● Texto:

Lactâncio era contra o uso da força para converter os incrédulos. Ele disse que “é necessário defender a religião não matando mas morrendo por ela, não com a crueldade mas com a paciência, não com o delito, mas com a fé (...) porque se tu queres defender a religião com o sangue, com os tormentos e com a dor, isso não será defendê-la, mas emporcalhá-la e ultrajá-la”[56]. Agostinho, por outro lado, foi a favor da força para converter os donatistas, e disse:

 

“Primeiramente era do parecer que ninguém devia ser conduzido pela força à unidade de Cristo, mas que se devia agir só com a palavra, combater com a discussão, convencer com a razão, para evitar ter entre nós como fingidos católicos aqueles que tínhamos já conhecido entre nós como críticos declarados. Esta minha opinião, porém, teve que ceder perante a daqueles que me contradiziam já não em palavras, mas que me traziam as provas dos fatos. Antes de tudo se me aduzia em contrário o exemplo da minha cidade natal que, enquanto primeiro pertencia inteiramente ao partido donatista, tinha-se depois convertido à Igreja católica por medo das sanções imperiais”[57]

 

 

• Discórdia 16: Juramentos.

● Detalhes da tarefa: Copie o texto sobre Lactâncio e Agostinho do começo ao fim, sem mudar nada.

● Informações mostradas:

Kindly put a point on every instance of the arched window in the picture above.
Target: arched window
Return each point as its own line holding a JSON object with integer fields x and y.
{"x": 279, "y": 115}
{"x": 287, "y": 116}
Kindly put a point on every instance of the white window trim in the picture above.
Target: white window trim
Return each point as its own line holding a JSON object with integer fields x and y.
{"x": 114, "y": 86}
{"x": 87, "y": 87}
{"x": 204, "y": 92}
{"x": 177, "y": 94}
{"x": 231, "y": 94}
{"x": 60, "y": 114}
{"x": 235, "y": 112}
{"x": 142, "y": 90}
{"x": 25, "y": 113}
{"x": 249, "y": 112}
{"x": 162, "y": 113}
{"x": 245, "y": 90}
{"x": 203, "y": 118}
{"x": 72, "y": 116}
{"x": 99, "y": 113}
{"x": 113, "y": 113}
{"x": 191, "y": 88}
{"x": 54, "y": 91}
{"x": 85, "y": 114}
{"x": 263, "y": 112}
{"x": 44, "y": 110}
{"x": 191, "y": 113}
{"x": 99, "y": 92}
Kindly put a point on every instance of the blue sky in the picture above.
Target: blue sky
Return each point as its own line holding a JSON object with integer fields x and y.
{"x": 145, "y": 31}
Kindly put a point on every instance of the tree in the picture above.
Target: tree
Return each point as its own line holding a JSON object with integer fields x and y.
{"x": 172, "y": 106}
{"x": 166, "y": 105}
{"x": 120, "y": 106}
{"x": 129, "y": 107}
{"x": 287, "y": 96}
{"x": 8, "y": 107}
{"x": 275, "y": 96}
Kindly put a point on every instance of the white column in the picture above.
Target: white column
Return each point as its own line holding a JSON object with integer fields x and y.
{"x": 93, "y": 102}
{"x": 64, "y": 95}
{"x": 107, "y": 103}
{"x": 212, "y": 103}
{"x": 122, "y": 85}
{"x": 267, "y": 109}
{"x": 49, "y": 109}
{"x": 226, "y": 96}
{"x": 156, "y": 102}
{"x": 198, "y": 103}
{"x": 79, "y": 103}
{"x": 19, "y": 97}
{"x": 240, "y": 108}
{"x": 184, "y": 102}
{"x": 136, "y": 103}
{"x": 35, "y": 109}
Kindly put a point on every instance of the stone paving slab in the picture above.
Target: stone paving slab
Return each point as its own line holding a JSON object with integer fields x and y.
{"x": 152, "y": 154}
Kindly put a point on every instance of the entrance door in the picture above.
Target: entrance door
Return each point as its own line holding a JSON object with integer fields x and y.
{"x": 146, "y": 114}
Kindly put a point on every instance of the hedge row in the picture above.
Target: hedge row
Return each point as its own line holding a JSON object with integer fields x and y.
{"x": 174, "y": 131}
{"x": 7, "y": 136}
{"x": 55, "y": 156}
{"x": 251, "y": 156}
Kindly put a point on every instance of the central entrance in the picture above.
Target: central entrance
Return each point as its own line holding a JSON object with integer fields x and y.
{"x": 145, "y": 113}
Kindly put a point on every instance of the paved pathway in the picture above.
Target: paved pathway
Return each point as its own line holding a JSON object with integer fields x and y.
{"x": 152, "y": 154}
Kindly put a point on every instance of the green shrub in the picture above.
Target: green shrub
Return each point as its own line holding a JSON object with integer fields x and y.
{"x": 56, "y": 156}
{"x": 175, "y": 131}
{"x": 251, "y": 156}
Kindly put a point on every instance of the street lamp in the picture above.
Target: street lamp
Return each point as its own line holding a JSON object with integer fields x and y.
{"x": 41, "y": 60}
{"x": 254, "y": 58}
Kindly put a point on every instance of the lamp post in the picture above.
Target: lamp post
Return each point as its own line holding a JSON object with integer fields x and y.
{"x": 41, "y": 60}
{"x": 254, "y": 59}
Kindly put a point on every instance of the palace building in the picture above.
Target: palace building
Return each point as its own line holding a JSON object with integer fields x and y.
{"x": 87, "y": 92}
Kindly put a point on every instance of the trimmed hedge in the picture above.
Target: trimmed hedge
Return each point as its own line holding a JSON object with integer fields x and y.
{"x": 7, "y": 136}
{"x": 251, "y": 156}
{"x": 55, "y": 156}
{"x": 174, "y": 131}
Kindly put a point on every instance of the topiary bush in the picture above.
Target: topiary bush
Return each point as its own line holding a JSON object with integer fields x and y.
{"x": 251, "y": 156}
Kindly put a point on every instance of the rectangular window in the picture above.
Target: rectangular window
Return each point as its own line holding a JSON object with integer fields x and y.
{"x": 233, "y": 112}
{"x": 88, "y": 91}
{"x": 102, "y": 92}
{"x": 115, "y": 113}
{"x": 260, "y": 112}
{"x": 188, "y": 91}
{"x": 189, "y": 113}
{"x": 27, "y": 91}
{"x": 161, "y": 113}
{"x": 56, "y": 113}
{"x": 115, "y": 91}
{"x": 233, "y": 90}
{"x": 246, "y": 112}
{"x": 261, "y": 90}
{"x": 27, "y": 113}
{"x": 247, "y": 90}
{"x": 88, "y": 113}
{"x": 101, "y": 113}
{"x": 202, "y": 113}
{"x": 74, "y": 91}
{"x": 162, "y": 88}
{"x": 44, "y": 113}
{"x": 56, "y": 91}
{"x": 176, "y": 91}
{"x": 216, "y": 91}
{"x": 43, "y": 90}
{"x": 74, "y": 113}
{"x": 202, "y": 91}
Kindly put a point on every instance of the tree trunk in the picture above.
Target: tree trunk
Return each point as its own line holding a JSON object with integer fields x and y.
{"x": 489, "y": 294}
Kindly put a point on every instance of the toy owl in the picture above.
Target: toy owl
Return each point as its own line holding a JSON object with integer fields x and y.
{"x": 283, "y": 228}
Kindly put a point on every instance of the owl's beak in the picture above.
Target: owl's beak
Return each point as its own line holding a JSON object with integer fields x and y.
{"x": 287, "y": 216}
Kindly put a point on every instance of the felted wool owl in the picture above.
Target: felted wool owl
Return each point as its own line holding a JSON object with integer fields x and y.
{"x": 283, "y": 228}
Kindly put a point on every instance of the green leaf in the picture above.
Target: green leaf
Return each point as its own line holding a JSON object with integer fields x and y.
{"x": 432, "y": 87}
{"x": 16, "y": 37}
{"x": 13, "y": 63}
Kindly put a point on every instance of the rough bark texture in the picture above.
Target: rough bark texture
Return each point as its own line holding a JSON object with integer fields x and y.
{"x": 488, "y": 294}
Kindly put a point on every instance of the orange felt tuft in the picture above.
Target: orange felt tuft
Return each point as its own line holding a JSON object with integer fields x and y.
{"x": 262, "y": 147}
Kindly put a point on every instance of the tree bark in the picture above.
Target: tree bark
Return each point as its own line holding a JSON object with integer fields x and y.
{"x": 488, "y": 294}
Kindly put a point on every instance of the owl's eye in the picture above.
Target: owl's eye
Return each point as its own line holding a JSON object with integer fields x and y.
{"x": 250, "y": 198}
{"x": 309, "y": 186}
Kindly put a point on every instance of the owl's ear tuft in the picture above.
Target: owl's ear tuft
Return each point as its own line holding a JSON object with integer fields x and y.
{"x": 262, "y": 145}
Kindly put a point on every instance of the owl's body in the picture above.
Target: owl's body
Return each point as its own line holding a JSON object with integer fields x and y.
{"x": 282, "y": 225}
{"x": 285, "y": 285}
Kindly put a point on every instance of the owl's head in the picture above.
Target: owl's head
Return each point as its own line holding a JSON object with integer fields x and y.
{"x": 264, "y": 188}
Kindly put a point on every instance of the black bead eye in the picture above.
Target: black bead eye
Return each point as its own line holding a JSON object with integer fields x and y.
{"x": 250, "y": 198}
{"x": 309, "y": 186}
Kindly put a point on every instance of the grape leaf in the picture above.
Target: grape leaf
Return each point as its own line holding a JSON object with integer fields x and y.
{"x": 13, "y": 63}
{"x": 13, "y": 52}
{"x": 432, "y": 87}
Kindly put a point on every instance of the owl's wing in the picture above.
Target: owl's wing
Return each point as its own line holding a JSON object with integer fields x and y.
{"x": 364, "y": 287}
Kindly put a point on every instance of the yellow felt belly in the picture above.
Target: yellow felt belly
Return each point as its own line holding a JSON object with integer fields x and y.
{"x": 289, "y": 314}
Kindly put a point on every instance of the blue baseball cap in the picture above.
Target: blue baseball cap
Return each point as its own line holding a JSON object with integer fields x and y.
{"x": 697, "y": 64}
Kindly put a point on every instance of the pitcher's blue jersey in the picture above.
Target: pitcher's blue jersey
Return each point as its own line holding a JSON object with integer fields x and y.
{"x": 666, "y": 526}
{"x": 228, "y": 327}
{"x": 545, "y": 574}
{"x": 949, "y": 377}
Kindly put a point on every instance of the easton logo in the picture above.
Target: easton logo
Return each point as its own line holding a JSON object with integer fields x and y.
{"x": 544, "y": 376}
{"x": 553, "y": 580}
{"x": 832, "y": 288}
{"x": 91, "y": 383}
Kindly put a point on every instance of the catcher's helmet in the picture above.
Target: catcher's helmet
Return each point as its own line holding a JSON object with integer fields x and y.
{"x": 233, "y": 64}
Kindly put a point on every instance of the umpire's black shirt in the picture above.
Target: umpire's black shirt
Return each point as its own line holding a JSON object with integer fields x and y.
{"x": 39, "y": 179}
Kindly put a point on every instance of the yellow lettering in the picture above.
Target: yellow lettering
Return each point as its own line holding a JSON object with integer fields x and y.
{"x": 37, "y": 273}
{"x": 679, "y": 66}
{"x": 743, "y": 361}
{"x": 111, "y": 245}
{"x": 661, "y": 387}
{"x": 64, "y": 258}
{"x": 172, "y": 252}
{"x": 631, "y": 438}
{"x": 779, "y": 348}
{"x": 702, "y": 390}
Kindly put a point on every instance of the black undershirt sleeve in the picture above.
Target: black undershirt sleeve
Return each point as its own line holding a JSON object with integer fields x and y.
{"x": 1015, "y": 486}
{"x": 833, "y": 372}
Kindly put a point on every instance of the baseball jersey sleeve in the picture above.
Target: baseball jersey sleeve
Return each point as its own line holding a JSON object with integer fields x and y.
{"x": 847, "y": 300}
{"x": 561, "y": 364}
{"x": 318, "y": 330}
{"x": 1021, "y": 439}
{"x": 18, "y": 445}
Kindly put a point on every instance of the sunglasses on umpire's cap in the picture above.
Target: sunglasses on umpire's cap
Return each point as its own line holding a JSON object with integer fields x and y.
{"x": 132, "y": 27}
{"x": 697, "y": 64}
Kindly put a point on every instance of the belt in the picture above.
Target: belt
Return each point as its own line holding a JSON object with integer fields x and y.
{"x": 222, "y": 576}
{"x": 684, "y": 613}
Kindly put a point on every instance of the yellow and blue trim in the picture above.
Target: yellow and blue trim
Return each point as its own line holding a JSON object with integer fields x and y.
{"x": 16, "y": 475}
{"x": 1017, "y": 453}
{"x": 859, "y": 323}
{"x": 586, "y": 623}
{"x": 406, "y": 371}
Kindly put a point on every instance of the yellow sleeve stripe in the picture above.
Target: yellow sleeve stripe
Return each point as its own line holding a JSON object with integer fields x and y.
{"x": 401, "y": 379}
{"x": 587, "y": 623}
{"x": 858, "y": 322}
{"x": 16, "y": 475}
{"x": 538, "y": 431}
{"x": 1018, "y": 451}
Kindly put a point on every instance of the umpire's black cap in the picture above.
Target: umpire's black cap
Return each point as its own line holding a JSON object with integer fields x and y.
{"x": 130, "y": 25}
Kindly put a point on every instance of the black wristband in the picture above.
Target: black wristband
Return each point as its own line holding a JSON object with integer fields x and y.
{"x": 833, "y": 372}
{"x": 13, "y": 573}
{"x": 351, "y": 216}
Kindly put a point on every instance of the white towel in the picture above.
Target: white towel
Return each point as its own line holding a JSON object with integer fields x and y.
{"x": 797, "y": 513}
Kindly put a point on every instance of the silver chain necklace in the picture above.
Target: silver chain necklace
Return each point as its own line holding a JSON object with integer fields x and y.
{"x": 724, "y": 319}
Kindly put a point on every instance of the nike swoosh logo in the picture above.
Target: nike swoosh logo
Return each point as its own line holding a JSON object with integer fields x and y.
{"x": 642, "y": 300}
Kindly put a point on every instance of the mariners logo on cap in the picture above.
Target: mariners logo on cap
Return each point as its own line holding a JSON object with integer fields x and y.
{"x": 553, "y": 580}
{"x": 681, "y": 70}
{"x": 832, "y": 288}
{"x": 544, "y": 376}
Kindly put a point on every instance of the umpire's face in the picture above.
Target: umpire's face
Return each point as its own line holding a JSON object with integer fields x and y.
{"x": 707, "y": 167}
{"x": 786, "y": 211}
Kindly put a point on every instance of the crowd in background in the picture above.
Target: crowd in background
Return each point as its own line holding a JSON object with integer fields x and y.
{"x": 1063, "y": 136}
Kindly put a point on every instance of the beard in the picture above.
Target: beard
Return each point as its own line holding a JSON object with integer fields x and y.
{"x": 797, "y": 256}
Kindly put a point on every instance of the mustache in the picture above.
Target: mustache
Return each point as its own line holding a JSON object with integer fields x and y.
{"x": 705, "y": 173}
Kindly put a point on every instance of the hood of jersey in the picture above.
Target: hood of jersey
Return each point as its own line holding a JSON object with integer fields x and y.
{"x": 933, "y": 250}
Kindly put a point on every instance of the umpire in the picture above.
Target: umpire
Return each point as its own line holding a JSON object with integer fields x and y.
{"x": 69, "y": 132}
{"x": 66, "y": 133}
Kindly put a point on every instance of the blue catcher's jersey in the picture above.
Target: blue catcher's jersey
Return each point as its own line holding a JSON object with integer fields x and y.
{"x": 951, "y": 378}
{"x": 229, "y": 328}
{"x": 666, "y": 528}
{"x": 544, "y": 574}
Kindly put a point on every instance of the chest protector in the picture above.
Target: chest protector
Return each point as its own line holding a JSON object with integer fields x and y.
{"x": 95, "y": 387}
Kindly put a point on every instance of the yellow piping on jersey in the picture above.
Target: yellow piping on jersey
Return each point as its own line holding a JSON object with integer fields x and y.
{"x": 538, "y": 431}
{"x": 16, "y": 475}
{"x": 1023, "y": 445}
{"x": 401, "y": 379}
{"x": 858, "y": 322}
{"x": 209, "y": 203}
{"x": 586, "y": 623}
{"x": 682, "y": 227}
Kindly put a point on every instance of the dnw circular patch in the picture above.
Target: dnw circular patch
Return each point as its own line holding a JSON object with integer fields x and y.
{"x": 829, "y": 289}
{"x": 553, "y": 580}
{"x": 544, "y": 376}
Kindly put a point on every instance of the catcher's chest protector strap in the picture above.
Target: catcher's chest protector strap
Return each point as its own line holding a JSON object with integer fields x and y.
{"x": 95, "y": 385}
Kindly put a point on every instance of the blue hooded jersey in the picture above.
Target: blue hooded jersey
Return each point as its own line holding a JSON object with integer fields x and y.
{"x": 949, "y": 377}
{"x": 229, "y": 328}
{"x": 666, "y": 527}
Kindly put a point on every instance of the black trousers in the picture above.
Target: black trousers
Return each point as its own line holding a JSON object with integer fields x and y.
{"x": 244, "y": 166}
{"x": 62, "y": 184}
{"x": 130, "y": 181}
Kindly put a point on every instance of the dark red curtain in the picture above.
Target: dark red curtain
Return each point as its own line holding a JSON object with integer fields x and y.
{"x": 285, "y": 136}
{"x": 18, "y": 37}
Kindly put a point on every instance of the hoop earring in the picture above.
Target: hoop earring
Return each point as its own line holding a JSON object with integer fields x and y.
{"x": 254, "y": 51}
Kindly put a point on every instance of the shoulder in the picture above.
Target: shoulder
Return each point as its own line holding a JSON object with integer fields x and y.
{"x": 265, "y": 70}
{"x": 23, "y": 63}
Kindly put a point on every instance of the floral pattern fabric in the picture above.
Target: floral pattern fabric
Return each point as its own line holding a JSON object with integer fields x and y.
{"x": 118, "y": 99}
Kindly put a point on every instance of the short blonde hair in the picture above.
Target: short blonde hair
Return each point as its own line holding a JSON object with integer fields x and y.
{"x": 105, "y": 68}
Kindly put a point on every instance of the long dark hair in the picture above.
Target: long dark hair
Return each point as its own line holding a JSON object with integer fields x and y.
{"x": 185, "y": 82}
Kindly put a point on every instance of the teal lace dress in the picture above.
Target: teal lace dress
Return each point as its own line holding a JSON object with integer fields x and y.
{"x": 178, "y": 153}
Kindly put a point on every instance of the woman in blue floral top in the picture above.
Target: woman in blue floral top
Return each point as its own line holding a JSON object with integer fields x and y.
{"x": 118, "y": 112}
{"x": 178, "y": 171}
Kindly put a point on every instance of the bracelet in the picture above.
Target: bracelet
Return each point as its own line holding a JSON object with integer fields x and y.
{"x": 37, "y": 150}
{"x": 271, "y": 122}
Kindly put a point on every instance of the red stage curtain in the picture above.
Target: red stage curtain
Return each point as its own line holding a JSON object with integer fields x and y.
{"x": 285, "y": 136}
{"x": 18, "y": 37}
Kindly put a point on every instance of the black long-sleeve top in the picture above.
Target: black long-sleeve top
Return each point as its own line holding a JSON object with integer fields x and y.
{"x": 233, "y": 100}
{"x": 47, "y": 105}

● Resultado da tarefa:
Lactâncio era contra o uso da força para converter os incrédulos. Ele disse que “é necessário defender a religião não matando mas morrendo por ela, não com a crueldade mas com a paciência, não com o delito, mas com a fé (...) porque se tu queres defender a religião com o sangue, com os tormentos e com a dor, isso não será defendê-la, mas emporcalhá-la e ultrajá-la”[56]. Agostinho, por outro lado, foi a favor da força para converter os donatistas, e disse:

 

“Primeiramente era do parecer que ninguém devia ser conduzido pela força à unidade de Cristo, mas que se devia agir só com a palavra, combater com a discussão, convencer com a razão, para evitar ter entre nós como fingidos católicos aqueles que tínhamos já conhecido entre nós como críticos declarados. Esta minha opinião, porém, teve que ceder perante a daqueles que me contradiziam já não em palavras, mas que me traziam as provas dos fatos. Antes de tudo se me aduzia em contrário o exemplo da minha cidade natal que, enquanto primeiro pertencia inteiramente ao partido donatista, tinha-se depois convertido à Igreja católica por medo das sanções imperiais”[57]

 

 

• Discórdia 16: Juramentos.